■ TEXTO SELECCIONADO:
++++++++++
Más allá del mandato controvertido con gruesas pinceladas de caricatura, la herencia más nefasta y peligrosa de Trump (no es el único ni será el último) es la polarización de la sociedad, alentar las posiciones extremas para imponer una sola visión del mundo e intentando borrar a la fuerza la riqueza de la diferencia y la tolerancia, agitando fantasmas fascistas en estado de amenazas constantes y delirantes teorías conspiraticias.
La marea naranja de la discordia es un peligro real; ha superado fronteras, llegando a Paraguay, donde despertó un inusitado movimiento a su favor, que cubre un amplio arco de fanáticos religiosos, terraplenistas, libertarios, antivacunas y uno que otro nostálgico de la dictadura.
++++++++++
■ DATOS PROPORCIONADOS:
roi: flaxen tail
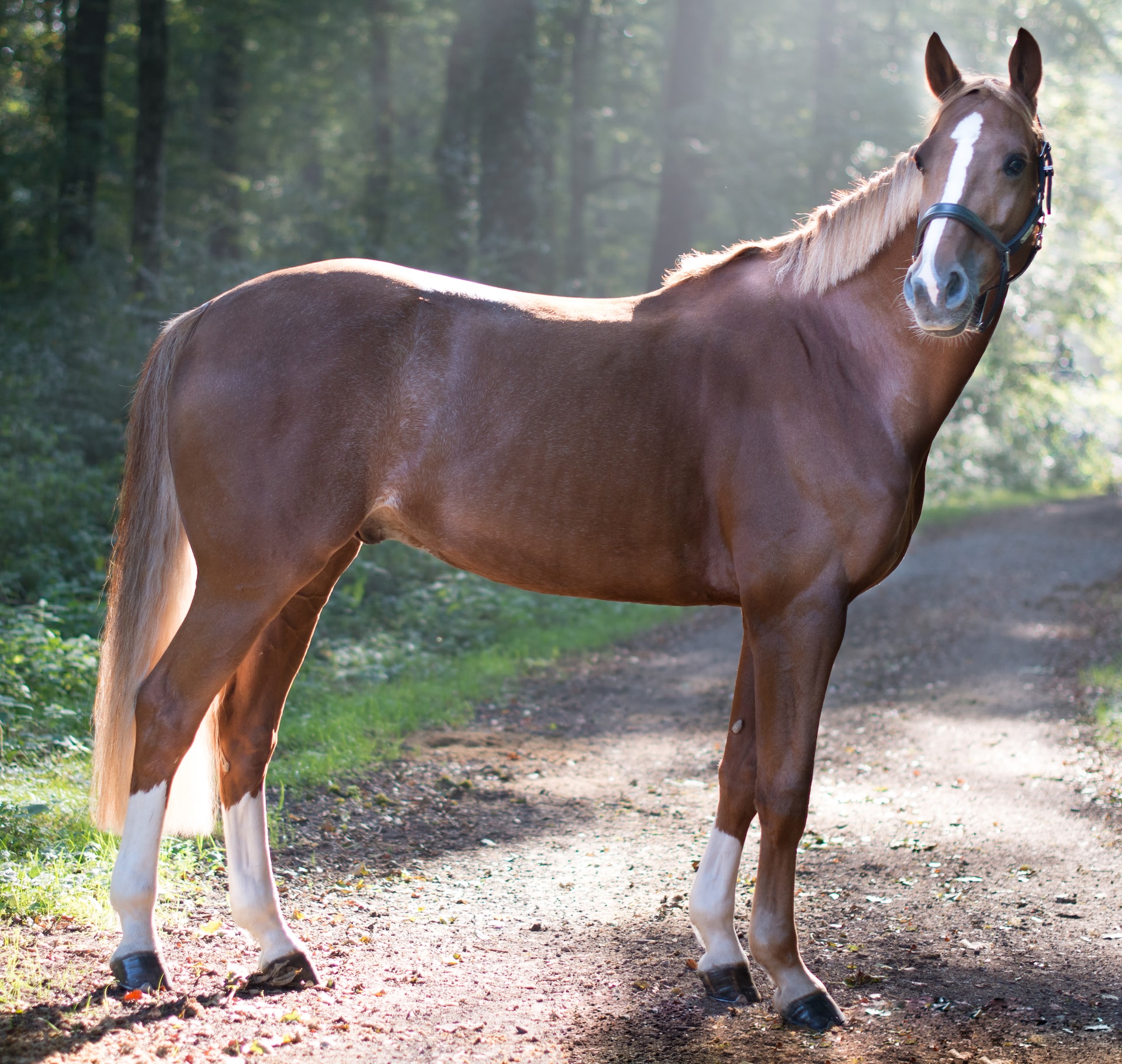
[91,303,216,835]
++++++++++
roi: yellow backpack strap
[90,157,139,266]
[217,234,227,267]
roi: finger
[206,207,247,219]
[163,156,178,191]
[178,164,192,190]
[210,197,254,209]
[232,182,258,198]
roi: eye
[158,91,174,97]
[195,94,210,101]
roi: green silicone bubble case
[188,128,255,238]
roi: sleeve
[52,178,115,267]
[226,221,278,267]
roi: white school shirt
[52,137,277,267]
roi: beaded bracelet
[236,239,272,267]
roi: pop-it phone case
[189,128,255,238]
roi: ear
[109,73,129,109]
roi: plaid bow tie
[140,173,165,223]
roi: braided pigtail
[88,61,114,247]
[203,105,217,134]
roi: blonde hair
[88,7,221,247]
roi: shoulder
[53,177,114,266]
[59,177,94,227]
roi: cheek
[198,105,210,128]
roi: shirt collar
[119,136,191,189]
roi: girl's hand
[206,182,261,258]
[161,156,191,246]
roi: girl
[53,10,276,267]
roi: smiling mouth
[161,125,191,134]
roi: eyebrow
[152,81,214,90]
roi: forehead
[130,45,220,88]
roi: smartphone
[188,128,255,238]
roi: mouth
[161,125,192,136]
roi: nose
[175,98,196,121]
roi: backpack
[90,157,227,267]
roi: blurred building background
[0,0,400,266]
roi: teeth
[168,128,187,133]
++++++++++
■ TAREA PENDIENTE: Retoma el texto sobre la herencia polarizadora de Trump y continúalo a partir de su última oración.

■ RESPUESTA:
Las coincidencias en esa reducida manera de ver el mundo son una señal de alerta para la dirigencia nacional democrática que debe evitar un escenario de colisión de no retorno. Esos son los momentos cuando surgen las candidaturas populistas que luego se convierten en pesadillas. La región es rica en ejemplos.
La polarización causada por la política es un peligroso camino que se debe evitar, porque puede ser más dañino para la democracia que cualquier otra plaga sanitaria.
Hay tiempo para frenar a los Trump criollos.